§ Your objective
Beginning at the line that contains "Question. Point out every instance of the spotlight" and ending at the last line of the entries, write out each line exactly; include nothing outside that span.

____________________

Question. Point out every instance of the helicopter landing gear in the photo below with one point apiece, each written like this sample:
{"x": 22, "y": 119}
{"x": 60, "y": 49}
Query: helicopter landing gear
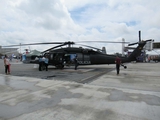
{"x": 125, "y": 67}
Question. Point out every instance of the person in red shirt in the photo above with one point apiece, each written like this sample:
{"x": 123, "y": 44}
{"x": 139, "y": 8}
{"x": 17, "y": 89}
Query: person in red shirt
{"x": 118, "y": 63}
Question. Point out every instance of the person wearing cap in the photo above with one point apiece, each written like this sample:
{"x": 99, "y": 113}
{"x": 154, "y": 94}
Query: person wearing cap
{"x": 7, "y": 64}
{"x": 118, "y": 62}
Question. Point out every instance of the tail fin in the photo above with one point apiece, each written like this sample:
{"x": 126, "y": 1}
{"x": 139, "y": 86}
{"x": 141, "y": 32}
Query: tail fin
{"x": 137, "y": 51}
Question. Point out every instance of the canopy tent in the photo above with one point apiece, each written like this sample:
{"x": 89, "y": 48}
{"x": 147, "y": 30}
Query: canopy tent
{"x": 34, "y": 52}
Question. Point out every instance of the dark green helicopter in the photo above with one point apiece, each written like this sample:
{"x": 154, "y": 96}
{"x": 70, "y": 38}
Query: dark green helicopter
{"x": 60, "y": 57}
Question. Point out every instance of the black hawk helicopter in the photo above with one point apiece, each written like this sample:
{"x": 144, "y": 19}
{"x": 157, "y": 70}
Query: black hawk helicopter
{"x": 60, "y": 57}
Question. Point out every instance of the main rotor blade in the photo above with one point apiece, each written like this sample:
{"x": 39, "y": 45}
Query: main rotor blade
{"x": 53, "y": 48}
{"x": 34, "y": 44}
{"x": 103, "y": 42}
{"x": 133, "y": 44}
{"x": 89, "y": 47}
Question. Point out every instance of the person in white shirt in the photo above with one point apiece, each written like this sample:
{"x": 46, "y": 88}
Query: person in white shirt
{"x": 7, "y": 65}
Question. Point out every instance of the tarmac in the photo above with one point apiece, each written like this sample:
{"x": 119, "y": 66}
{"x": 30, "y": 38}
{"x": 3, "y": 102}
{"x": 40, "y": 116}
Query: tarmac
{"x": 134, "y": 94}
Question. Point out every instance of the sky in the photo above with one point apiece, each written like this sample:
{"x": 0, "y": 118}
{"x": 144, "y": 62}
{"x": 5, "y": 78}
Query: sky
{"x": 32, "y": 21}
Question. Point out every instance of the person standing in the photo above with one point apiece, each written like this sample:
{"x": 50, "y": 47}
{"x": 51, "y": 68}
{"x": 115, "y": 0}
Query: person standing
{"x": 118, "y": 62}
{"x": 76, "y": 62}
{"x": 7, "y": 65}
{"x": 40, "y": 63}
{"x": 46, "y": 62}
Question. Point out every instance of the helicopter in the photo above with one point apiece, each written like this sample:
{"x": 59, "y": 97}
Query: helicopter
{"x": 60, "y": 56}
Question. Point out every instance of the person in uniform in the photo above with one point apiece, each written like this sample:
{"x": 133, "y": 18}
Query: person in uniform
{"x": 46, "y": 62}
{"x": 40, "y": 63}
{"x": 118, "y": 63}
{"x": 7, "y": 65}
{"x": 76, "y": 62}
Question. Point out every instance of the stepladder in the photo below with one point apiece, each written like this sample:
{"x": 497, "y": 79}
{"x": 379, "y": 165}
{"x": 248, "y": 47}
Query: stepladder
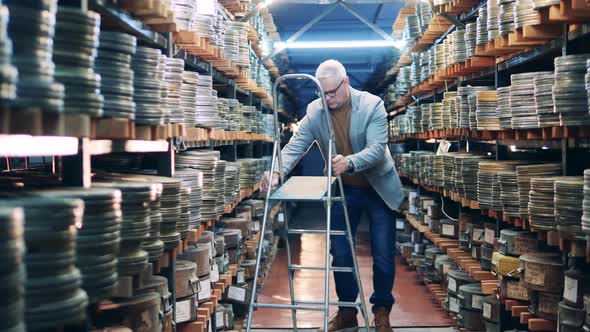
{"x": 328, "y": 190}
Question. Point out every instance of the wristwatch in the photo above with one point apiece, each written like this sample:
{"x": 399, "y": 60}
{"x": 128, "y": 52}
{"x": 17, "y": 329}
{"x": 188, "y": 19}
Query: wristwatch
{"x": 349, "y": 165}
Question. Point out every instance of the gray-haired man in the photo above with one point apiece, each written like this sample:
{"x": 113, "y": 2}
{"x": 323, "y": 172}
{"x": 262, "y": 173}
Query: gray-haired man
{"x": 371, "y": 184}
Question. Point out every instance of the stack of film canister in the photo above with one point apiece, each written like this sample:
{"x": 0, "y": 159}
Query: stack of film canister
{"x": 188, "y": 102}
{"x": 31, "y": 28}
{"x": 524, "y": 14}
{"x": 524, "y": 174}
{"x": 135, "y": 225}
{"x": 206, "y": 162}
{"x": 184, "y": 12}
{"x": 504, "y": 111}
{"x": 506, "y": 16}
{"x": 53, "y": 294}
{"x": 486, "y": 114}
{"x": 570, "y": 98}
{"x": 482, "y": 27}
{"x": 492, "y": 15}
{"x": 173, "y": 75}
{"x": 74, "y": 50}
{"x": 113, "y": 63}
{"x": 98, "y": 240}
{"x": 522, "y": 100}
{"x": 193, "y": 179}
{"x": 543, "y": 86}
{"x": 470, "y": 39}
{"x": 8, "y": 72}
{"x": 148, "y": 81}
{"x": 12, "y": 269}
{"x": 569, "y": 196}
{"x": 586, "y": 203}
{"x": 542, "y": 203}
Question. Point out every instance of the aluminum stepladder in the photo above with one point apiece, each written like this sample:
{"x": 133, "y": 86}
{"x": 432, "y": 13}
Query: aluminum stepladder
{"x": 318, "y": 189}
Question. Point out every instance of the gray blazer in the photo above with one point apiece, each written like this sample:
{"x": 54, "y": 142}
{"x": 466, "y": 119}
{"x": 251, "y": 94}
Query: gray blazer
{"x": 368, "y": 136}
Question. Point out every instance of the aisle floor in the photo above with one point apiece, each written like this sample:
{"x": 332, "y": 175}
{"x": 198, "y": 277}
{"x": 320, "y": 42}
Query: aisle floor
{"x": 413, "y": 307}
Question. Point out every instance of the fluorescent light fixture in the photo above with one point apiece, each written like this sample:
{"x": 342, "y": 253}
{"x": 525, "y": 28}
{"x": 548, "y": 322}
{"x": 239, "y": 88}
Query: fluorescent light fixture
{"x": 338, "y": 44}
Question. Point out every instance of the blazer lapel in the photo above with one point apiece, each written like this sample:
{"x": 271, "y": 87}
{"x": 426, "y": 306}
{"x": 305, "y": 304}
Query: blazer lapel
{"x": 354, "y": 120}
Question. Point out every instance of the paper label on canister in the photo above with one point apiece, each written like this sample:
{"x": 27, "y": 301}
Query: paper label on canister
{"x": 489, "y": 236}
{"x": 535, "y": 274}
{"x": 400, "y": 224}
{"x": 487, "y": 310}
{"x": 476, "y": 301}
{"x": 205, "y": 291}
{"x": 236, "y": 293}
{"x": 453, "y": 304}
{"x": 219, "y": 319}
{"x": 183, "y": 311}
{"x": 452, "y": 285}
{"x": 515, "y": 290}
{"x": 522, "y": 245}
{"x": 478, "y": 234}
{"x": 570, "y": 289}
{"x": 548, "y": 306}
{"x": 214, "y": 273}
{"x": 448, "y": 230}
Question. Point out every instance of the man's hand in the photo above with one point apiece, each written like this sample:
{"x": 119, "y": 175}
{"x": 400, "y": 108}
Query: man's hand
{"x": 339, "y": 165}
{"x": 266, "y": 183}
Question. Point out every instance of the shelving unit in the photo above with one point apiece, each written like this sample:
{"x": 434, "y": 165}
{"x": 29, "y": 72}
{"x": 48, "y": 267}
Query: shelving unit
{"x": 528, "y": 49}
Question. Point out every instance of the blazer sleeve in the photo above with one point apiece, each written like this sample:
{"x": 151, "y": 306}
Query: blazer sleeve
{"x": 297, "y": 146}
{"x": 376, "y": 141}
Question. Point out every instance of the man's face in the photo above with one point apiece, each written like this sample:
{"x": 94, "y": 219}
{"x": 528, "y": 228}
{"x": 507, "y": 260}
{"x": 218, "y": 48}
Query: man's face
{"x": 336, "y": 91}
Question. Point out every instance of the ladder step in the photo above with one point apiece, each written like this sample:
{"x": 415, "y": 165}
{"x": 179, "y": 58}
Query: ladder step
{"x": 315, "y": 231}
{"x": 322, "y": 268}
{"x": 290, "y": 307}
{"x": 340, "y": 304}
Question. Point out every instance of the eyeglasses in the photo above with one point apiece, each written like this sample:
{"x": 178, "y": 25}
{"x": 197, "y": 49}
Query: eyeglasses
{"x": 331, "y": 93}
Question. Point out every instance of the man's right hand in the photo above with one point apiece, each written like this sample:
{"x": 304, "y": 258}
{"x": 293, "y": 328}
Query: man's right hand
{"x": 266, "y": 183}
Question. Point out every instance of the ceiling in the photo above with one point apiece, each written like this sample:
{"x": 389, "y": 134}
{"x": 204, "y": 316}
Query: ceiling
{"x": 338, "y": 25}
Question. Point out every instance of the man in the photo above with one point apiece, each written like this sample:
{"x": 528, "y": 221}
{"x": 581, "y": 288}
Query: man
{"x": 371, "y": 185}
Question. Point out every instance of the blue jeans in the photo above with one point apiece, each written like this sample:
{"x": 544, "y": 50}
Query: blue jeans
{"x": 382, "y": 228}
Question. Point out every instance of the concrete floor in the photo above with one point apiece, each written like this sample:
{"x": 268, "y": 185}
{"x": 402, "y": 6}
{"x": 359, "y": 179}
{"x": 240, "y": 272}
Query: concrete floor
{"x": 413, "y": 311}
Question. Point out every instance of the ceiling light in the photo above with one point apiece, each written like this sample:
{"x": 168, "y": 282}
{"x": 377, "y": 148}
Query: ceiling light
{"x": 337, "y": 44}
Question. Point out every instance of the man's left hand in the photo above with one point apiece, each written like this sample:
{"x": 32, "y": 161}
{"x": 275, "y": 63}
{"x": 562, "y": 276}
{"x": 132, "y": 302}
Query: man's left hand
{"x": 339, "y": 165}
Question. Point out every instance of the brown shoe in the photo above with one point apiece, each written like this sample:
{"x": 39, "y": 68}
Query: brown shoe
{"x": 382, "y": 320}
{"x": 344, "y": 319}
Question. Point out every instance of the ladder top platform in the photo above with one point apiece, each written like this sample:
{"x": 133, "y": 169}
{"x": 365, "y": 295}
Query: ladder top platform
{"x": 303, "y": 188}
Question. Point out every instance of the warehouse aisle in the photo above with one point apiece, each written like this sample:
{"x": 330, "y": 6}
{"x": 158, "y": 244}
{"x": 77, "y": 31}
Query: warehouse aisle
{"x": 413, "y": 307}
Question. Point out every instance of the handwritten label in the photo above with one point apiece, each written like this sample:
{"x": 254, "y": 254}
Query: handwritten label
{"x": 478, "y": 234}
{"x": 412, "y": 202}
{"x": 516, "y": 291}
{"x": 487, "y": 310}
{"x": 183, "y": 311}
{"x": 400, "y": 224}
{"x": 570, "y": 289}
{"x": 453, "y": 304}
{"x": 205, "y": 291}
{"x": 448, "y": 230}
{"x": 236, "y": 293}
{"x": 535, "y": 274}
{"x": 214, "y": 273}
{"x": 219, "y": 319}
{"x": 548, "y": 305}
{"x": 452, "y": 285}
{"x": 476, "y": 301}
{"x": 489, "y": 236}
{"x": 522, "y": 245}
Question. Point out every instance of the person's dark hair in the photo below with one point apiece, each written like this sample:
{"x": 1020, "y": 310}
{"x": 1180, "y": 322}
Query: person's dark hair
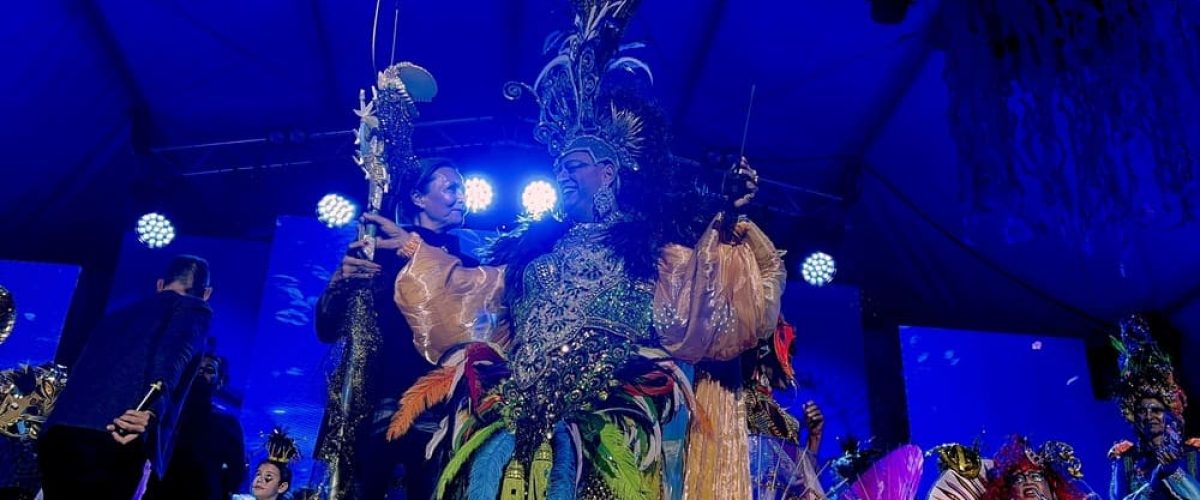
{"x": 222, "y": 366}
{"x": 184, "y": 267}
{"x": 419, "y": 184}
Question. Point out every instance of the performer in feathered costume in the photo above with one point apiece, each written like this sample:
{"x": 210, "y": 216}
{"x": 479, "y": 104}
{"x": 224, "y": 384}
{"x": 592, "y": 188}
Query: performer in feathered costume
{"x": 1020, "y": 473}
{"x": 963, "y": 471}
{"x": 1161, "y": 464}
{"x": 559, "y": 360}
{"x": 780, "y": 467}
{"x": 376, "y": 355}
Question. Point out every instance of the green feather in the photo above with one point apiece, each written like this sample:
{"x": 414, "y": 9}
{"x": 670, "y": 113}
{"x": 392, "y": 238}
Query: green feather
{"x": 462, "y": 455}
{"x": 617, "y": 464}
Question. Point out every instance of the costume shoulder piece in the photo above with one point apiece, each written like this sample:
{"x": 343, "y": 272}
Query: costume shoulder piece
{"x": 28, "y": 396}
{"x": 1120, "y": 449}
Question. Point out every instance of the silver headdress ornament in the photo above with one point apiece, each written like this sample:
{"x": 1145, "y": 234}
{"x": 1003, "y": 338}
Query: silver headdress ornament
{"x": 576, "y": 113}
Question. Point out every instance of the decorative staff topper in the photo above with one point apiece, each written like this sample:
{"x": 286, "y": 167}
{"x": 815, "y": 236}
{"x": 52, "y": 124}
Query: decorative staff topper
{"x": 385, "y": 134}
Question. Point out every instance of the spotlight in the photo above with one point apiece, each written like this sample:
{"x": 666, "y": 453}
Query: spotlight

____________________

§ Solution to the exercise
Question. Point out every instance of the spotlight in the photo above with one point apiece, each written like this sample:
{"x": 666, "y": 453}
Query: spotlight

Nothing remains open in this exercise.